→ **Job**
Report each line of the records below that contains the string "jersey", copying every such line in full. Case counts.

→ **Dataset entries**
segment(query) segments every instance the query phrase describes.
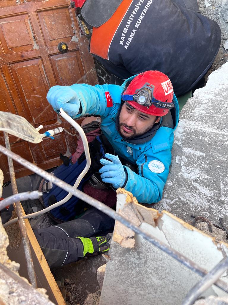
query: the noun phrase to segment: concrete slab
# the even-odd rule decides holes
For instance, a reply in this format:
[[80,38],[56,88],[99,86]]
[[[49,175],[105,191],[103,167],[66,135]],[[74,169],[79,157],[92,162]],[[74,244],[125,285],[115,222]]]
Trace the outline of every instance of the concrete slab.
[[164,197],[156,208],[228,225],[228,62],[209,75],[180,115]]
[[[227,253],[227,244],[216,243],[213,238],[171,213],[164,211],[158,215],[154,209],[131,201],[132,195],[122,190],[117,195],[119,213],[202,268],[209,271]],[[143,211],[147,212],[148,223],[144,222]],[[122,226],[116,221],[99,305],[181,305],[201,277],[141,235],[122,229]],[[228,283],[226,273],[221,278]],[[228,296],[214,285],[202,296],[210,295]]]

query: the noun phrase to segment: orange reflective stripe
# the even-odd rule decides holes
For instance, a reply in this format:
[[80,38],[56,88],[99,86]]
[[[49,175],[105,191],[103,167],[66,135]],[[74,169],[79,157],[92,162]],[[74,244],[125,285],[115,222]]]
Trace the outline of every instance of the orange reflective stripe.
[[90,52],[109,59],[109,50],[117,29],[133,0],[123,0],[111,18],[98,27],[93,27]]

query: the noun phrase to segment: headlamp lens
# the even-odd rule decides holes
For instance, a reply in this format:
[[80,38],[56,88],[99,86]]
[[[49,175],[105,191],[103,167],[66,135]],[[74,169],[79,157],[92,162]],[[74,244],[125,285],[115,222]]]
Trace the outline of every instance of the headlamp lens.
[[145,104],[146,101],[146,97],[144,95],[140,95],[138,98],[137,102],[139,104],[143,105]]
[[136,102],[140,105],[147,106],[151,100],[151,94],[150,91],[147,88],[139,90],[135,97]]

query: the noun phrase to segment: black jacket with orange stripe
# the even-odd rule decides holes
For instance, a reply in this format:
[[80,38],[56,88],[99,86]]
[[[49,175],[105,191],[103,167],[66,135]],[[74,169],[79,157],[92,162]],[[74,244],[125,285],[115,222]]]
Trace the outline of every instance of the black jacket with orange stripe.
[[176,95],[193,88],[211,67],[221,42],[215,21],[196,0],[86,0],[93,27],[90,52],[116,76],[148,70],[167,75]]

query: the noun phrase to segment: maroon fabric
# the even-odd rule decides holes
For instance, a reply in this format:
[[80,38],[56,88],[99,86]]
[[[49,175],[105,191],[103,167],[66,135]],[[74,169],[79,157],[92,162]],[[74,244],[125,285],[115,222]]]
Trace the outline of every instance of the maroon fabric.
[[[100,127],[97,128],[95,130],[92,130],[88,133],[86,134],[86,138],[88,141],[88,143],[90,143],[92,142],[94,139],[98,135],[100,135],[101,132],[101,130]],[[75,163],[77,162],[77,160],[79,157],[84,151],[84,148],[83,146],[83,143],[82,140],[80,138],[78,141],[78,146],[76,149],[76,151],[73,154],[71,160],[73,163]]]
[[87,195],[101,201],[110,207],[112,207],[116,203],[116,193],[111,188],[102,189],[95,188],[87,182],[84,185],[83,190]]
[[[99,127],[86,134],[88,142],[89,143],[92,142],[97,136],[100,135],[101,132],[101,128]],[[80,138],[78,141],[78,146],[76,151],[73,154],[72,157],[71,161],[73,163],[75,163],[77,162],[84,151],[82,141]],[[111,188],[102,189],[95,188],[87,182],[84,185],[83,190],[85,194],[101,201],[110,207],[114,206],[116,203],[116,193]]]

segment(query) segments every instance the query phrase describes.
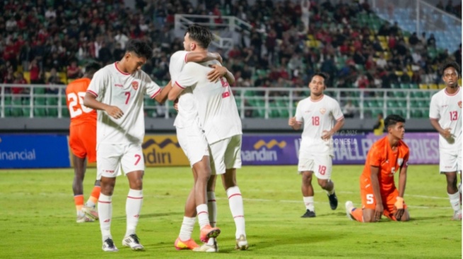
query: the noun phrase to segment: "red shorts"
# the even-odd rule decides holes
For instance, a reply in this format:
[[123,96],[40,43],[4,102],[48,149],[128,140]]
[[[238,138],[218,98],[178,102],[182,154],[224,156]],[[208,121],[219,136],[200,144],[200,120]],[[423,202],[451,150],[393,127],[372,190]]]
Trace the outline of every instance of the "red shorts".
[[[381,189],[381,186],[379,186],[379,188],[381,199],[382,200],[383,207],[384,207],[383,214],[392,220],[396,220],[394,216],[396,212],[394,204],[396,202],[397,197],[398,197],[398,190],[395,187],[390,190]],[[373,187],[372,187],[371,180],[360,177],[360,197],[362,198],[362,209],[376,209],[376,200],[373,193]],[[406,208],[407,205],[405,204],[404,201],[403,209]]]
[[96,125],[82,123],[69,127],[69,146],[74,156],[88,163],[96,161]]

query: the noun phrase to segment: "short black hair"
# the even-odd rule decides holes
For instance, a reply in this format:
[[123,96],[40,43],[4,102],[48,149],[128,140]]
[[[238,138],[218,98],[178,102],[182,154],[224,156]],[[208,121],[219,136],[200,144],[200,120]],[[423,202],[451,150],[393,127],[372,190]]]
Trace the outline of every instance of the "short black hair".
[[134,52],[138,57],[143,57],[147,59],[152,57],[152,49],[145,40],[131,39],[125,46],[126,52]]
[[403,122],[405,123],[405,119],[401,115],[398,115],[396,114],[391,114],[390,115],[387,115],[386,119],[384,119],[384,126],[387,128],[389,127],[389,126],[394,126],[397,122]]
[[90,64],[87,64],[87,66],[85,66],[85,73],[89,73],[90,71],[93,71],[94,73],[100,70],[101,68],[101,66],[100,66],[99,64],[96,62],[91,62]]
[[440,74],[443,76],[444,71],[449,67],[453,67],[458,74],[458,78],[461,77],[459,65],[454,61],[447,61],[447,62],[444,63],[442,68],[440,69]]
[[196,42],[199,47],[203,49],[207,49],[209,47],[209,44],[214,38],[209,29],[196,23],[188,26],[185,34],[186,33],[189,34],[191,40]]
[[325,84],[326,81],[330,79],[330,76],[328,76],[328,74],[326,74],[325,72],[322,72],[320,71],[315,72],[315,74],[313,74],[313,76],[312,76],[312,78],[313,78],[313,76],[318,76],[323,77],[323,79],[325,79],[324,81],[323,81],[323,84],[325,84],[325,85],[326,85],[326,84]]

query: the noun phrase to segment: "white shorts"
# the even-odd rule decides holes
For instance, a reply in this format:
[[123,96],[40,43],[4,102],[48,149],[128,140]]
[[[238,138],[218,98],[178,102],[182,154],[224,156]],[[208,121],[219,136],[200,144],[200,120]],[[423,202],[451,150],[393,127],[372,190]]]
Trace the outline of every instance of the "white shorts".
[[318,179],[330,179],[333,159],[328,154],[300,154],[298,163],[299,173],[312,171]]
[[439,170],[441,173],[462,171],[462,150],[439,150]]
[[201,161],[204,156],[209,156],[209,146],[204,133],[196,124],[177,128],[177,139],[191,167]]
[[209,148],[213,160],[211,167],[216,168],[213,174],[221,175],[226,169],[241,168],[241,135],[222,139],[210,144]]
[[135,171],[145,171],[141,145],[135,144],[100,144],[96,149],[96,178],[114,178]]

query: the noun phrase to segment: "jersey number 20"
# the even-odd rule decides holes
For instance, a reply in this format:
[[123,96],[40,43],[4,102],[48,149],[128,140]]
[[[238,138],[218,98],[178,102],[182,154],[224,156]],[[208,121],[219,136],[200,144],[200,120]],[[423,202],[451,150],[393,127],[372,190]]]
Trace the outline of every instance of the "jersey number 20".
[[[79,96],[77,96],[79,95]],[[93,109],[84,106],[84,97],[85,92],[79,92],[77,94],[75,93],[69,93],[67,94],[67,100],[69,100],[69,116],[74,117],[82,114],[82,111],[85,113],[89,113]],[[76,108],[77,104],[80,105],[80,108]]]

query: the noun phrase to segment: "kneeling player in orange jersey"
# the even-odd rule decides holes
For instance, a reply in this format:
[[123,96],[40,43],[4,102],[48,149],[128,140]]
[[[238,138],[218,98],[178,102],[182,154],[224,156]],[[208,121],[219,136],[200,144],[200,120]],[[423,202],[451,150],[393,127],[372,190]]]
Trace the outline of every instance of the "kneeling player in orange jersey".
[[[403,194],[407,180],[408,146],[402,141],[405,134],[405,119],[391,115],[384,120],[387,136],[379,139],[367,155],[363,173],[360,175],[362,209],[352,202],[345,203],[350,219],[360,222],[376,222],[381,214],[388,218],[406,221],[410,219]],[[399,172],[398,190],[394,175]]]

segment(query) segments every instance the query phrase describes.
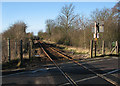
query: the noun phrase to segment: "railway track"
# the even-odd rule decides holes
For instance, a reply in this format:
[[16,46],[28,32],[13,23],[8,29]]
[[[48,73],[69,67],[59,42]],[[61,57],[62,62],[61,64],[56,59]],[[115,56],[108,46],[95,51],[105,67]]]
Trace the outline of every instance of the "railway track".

→ **Finished task**
query: the noun phrase to segment: "jersey number 20"
Trace the outline of every instance of the "jersey number 20".
query: the noun phrase to segment: "kneeling player in orange jersey"
Trace the outline of every instance of the "kneeling player in orange jersey".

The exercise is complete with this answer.